* Extrait:
_ _ _ _

L'u­sa­ge struc­tu­rant de la cou­leur

Le retour de la couleur sur les façades de plusieurs nouveaux projets pose instamment la question du sens de cette évolution. Afin de comprendre ce changement, nous l’avons confronté aux expérimentations polychromes des débuts de la modernité

Data di pubblicazione
11-06-2013
Revision
23-10-2015

Si les recherches sur les effets optiques de la couleur semblent aller de pair avec la naissance du mouvement moderne, elles sont souvent des versions affinées de travaux antérieurs remontant au 19e siècle1. La particularité des versions modernes de ces recherches est leur rapidité à trouver le moyen de quitter le champ de la peinture pour trouver des applications dans celui de la production industrielle et de l’architecture.

_ _ _ _

* Données fournies:
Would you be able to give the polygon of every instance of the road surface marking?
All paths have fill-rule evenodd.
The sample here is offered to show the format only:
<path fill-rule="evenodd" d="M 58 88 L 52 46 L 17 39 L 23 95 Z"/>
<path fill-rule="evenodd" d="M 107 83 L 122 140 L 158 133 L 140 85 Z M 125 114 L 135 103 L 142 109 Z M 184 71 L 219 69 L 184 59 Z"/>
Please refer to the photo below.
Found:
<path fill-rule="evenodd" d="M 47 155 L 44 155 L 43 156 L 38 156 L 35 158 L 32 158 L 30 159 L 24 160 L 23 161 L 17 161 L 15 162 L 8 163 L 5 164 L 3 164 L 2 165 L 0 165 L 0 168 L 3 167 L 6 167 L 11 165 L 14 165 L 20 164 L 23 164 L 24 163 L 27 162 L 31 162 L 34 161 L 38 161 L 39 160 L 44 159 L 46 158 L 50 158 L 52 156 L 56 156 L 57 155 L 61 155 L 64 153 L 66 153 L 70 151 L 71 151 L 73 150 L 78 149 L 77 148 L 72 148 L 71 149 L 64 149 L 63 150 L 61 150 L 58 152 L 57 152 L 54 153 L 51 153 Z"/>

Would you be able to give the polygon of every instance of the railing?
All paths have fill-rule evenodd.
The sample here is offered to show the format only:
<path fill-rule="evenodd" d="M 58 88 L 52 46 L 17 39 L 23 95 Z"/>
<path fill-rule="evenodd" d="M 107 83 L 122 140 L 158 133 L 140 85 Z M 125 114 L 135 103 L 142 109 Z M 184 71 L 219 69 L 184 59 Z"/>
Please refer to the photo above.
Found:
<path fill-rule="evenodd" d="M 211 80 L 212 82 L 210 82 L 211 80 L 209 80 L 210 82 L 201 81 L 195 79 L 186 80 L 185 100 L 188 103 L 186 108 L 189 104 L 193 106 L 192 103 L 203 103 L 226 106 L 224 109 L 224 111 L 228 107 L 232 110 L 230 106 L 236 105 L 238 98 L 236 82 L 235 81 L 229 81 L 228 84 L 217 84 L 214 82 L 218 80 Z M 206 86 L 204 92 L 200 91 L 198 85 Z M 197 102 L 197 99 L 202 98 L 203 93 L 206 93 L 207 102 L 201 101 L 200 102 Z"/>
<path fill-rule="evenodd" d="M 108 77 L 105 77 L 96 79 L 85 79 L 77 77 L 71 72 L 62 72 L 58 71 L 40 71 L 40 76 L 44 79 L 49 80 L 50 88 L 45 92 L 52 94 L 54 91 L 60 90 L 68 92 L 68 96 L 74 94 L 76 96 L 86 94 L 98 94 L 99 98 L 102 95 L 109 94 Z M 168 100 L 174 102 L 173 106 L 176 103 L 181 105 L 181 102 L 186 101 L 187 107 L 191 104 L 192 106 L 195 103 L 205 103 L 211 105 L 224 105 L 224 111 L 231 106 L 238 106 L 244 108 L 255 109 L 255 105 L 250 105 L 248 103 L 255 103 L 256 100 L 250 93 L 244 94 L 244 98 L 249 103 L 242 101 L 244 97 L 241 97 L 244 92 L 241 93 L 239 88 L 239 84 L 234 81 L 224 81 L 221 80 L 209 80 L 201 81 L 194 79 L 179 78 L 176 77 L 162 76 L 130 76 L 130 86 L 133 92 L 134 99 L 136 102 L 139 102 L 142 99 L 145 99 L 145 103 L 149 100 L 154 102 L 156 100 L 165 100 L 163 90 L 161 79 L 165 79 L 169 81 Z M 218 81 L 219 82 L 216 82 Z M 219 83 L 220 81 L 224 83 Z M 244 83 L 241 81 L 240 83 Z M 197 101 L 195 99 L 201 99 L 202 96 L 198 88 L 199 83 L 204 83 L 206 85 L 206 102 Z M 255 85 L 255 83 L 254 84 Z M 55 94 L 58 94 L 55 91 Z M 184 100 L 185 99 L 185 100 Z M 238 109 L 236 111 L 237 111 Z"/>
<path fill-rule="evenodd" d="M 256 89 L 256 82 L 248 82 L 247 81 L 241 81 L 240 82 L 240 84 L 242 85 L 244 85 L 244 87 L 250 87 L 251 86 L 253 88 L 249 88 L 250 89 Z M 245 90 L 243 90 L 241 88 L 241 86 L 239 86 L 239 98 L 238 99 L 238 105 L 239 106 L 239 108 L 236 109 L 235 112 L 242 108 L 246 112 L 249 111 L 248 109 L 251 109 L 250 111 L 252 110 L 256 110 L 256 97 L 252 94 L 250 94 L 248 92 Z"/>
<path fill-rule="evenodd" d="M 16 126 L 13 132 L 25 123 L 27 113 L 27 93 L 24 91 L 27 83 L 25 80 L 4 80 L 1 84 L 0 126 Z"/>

_ _ _ _

* Consignes de travail:
A – Réécrivez plus brièvement le paragraphe de l'extrait qui commence par « Si les recherches sur les effets optiques », en conservant ses faits principaux.
B – Donnez la suite de l'extrait sur l'usage de la couleur en architecture, à partir de sa dernière phrase.
Les lignes n'ont aucun rapport avec l'extrait.

* Résultats:
A – Les recherches sur les effets optiques de la couleur paraissent liées à la naissance du mouvement moderne. Pourtant, elles affinent souvent des travaux du 19e siècle. Leur originalité tient à la rapidité avec laquelle elles ont quitté la peinture pour s'appliquer à la production industrielle et à l'architecture.

B –
Si au Bauhaus ce sont encore des peintres qui s’activent autour de ces questions, l’interdisciplinarité qui caractérise l’école rend possible certains croisements, certains déplacements d’une discipline à l’autre. Les tisseurs, les verriers, les menuisiers sont tout autant concernés par les travaux sur la couleur que les artistes. Au sein du Bauhaus, l’approche holistique de quelqu’un comme Johannes Itten côtoie les recherches appliquées de Josef Albers. Le premier est à l’origine d’une véritable phénoménologie de la couleur à forte connotation ésotérique. Josef Albers, qui dirige à partir de 1923 l’atelier de vitrail, va lui aussi développer une théorie des combinaisons chromatiques et leur impact sur la perception. L’un comme l’autre ne se cantonnent pas pour autant à la dimension optique de la couleur. Les travaux pratiques d’Albers autour du vitrail le mènent à considérer la couleur comme un élément capable de structurer l’espace.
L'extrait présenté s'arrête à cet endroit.